--- Data records Enclosed Below ---

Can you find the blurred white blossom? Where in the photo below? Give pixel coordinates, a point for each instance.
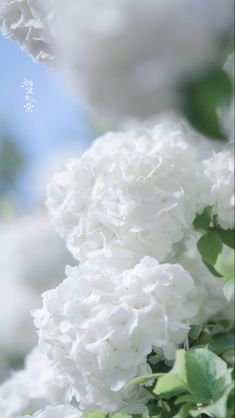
(65, 411)
(129, 57)
(220, 171)
(98, 327)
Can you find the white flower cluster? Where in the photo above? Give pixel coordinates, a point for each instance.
(30, 389)
(29, 23)
(60, 411)
(209, 298)
(220, 171)
(130, 195)
(129, 57)
(32, 260)
(99, 327)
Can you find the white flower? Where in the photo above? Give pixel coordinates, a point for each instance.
(98, 328)
(60, 411)
(130, 195)
(30, 389)
(29, 23)
(129, 57)
(32, 260)
(220, 171)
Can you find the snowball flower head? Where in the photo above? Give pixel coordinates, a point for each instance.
(60, 411)
(210, 299)
(29, 23)
(220, 171)
(30, 389)
(98, 328)
(128, 57)
(129, 195)
(32, 253)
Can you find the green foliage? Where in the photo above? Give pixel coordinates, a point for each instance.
(201, 99)
(210, 244)
(195, 331)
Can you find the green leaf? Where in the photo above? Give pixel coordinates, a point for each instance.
(175, 381)
(195, 331)
(213, 270)
(217, 409)
(210, 246)
(96, 414)
(183, 412)
(202, 221)
(201, 99)
(143, 379)
(207, 374)
(229, 289)
(227, 236)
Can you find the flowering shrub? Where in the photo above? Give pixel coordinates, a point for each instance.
(142, 325)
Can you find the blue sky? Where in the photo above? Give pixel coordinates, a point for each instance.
(56, 123)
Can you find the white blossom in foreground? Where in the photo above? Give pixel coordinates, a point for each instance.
(130, 195)
(30, 389)
(98, 328)
(220, 171)
(60, 411)
(32, 260)
(29, 23)
(129, 57)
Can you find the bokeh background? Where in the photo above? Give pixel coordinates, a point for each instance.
(32, 146)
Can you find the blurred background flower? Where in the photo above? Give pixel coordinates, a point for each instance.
(32, 146)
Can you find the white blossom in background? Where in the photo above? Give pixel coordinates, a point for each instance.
(220, 171)
(210, 299)
(128, 58)
(130, 195)
(17, 334)
(30, 389)
(32, 260)
(98, 327)
(29, 22)
(60, 411)
(226, 113)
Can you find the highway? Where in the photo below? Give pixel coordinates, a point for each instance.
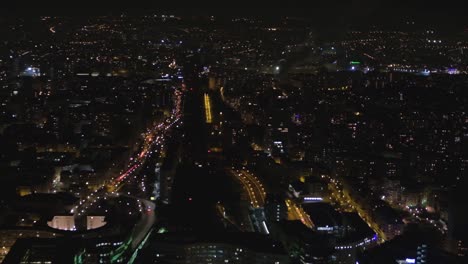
(252, 186)
(152, 145)
(295, 212)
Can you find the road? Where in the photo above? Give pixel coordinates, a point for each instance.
(295, 212)
(152, 145)
(252, 186)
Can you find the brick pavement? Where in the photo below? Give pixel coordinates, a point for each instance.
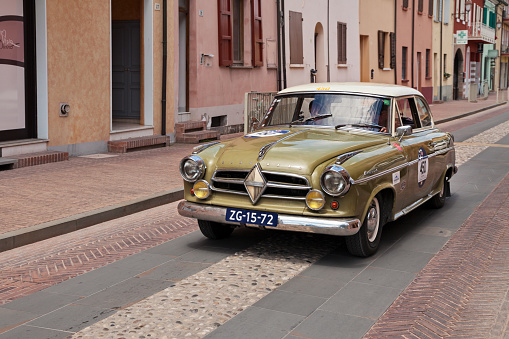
(463, 291)
(32, 268)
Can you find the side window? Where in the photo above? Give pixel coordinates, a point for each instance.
(424, 114)
(405, 111)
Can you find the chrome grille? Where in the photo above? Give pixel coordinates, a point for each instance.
(279, 185)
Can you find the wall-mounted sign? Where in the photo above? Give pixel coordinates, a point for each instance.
(462, 37)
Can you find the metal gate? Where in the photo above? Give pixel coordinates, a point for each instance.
(255, 106)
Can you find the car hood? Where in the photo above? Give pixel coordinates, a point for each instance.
(296, 150)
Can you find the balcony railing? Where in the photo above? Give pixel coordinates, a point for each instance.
(479, 31)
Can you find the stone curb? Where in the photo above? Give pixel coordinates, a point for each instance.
(469, 113)
(54, 228)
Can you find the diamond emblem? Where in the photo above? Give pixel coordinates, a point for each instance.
(255, 183)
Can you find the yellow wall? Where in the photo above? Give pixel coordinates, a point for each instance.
(78, 47)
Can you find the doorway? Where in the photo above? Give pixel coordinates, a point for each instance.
(458, 68)
(126, 71)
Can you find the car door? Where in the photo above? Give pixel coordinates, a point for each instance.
(418, 180)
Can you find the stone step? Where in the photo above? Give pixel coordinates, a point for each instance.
(125, 145)
(197, 136)
(190, 126)
(38, 158)
(6, 163)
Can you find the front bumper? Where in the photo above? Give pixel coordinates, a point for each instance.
(286, 222)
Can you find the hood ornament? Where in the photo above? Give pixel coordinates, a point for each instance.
(255, 183)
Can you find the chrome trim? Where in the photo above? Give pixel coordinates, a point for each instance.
(289, 186)
(199, 161)
(340, 160)
(286, 222)
(323, 200)
(341, 171)
(410, 163)
(263, 151)
(203, 147)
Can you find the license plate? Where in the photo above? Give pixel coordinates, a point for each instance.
(251, 217)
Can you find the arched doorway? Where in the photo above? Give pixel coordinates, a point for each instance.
(457, 79)
(321, 74)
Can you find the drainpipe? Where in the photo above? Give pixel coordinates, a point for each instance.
(413, 40)
(284, 41)
(278, 5)
(441, 52)
(165, 65)
(328, 42)
(395, 39)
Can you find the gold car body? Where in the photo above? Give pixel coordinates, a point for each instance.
(293, 159)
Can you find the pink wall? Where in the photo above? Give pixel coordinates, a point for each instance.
(422, 40)
(218, 90)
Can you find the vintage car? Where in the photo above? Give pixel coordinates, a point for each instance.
(333, 158)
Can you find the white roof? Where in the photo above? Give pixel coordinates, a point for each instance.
(353, 87)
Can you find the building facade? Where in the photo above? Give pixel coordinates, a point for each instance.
(92, 72)
(377, 30)
(320, 41)
(231, 49)
(444, 74)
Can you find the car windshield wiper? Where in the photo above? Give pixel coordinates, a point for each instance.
(317, 117)
(360, 125)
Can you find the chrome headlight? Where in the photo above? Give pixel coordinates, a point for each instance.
(335, 180)
(192, 168)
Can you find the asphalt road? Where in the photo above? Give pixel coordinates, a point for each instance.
(151, 274)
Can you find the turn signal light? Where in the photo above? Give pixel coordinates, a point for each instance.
(201, 189)
(315, 200)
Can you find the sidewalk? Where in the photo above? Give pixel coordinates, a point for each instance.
(43, 201)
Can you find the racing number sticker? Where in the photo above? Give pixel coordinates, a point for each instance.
(422, 167)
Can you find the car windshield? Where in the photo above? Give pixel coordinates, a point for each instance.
(334, 110)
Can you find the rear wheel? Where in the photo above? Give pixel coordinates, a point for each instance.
(214, 230)
(365, 242)
(438, 200)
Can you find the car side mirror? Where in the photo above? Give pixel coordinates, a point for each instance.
(402, 131)
(254, 123)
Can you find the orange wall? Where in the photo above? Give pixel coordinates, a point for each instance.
(78, 70)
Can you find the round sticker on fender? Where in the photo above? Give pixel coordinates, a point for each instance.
(422, 167)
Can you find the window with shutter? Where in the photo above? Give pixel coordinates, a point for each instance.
(428, 55)
(392, 38)
(256, 32)
(238, 32)
(296, 48)
(225, 33)
(381, 49)
(341, 43)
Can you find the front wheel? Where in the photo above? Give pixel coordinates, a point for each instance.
(214, 230)
(365, 242)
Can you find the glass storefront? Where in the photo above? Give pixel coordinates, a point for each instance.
(17, 71)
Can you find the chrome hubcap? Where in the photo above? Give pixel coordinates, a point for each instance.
(373, 221)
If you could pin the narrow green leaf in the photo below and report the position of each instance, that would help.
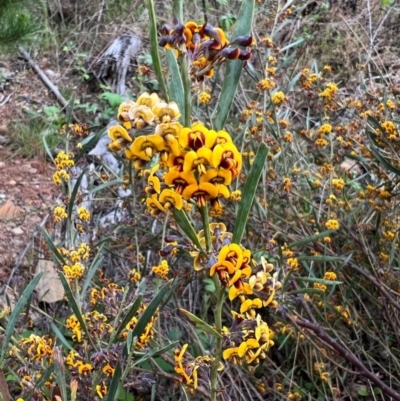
(155, 54)
(148, 313)
(200, 324)
(312, 238)
(105, 185)
(375, 123)
(132, 312)
(293, 44)
(47, 148)
(87, 144)
(320, 258)
(305, 291)
(185, 393)
(70, 109)
(175, 87)
(156, 352)
(74, 306)
(97, 262)
(52, 247)
(184, 223)
(151, 309)
(60, 376)
(16, 314)
(45, 376)
(249, 192)
(234, 68)
(75, 190)
(61, 337)
(114, 383)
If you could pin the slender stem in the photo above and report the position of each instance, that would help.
(186, 87)
(178, 10)
(206, 226)
(218, 345)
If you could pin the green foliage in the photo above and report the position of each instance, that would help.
(16, 22)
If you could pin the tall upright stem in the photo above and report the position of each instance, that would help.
(218, 345)
(187, 89)
(206, 226)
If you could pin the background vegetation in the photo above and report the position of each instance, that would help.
(322, 92)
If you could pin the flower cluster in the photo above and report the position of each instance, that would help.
(192, 370)
(249, 336)
(205, 46)
(63, 163)
(74, 269)
(196, 163)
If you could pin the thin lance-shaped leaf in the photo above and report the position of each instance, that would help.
(112, 392)
(15, 315)
(61, 337)
(70, 109)
(106, 185)
(311, 238)
(184, 223)
(249, 192)
(97, 262)
(47, 148)
(52, 247)
(88, 143)
(234, 68)
(175, 87)
(305, 291)
(375, 123)
(148, 314)
(132, 312)
(75, 307)
(155, 352)
(321, 258)
(200, 324)
(318, 280)
(155, 54)
(74, 192)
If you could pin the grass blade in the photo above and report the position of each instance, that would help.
(132, 312)
(234, 68)
(175, 87)
(112, 392)
(312, 238)
(148, 314)
(52, 247)
(74, 306)
(155, 54)
(97, 262)
(249, 192)
(183, 222)
(74, 192)
(200, 324)
(156, 352)
(15, 315)
(61, 337)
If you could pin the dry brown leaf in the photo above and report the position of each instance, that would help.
(8, 211)
(49, 288)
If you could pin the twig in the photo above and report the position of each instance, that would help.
(324, 337)
(46, 80)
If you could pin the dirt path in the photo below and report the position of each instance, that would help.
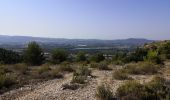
(52, 90)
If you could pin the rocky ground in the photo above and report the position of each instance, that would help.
(53, 90)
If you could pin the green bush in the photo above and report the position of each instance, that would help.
(103, 66)
(142, 68)
(81, 56)
(78, 79)
(94, 65)
(154, 90)
(120, 75)
(98, 57)
(154, 57)
(66, 67)
(43, 69)
(83, 71)
(80, 75)
(55, 73)
(21, 68)
(70, 86)
(104, 93)
(9, 57)
(6, 81)
(59, 55)
(33, 55)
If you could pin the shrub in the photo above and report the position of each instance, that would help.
(81, 56)
(142, 68)
(55, 73)
(98, 57)
(154, 90)
(33, 55)
(120, 75)
(154, 57)
(44, 69)
(78, 79)
(66, 67)
(70, 86)
(59, 55)
(83, 71)
(6, 81)
(21, 68)
(94, 65)
(129, 88)
(81, 74)
(9, 57)
(103, 66)
(104, 93)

--- End of Enclosed Data records ---

About this task: Pictures are to be left out when the lines from the one containing "If you could pin the twig" through the end of the records above are repeated exactly; no other line is wanted.

Your response:
If you could pin the twig in the photo above and report the position of each instance, that would help.
(324, 337)
(46, 80)
If you could pin the dirt path in the photo below and report the position of each instance, that would help.
(52, 90)
If you could pin the rocky ground in the photo above and report the position of each instance, that would help.
(53, 90)
If you could pin the green bush in the photo above and report the position of each instance, that would help.
(103, 66)
(142, 68)
(81, 56)
(78, 79)
(94, 65)
(154, 90)
(120, 75)
(98, 57)
(154, 57)
(66, 67)
(43, 69)
(83, 71)
(80, 75)
(55, 73)
(21, 68)
(70, 86)
(104, 93)
(9, 57)
(6, 81)
(59, 55)
(33, 55)
If you could pin the shrub in the photo above and report the position of each instance, that would help.
(81, 56)
(142, 68)
(55, 73)
(98, 57)
(154, 90)
(33, 55)
(120, 75)
(154, 57)
(44, 69)
(78, 79)
(66, 67)
(70, 86)
(59, 55)
(83, 71)
(6, 81)
(21, 68)
(94, 65)
(129, 88)
(81, 74)
(9, 57)
(103, 66)
(104, 93)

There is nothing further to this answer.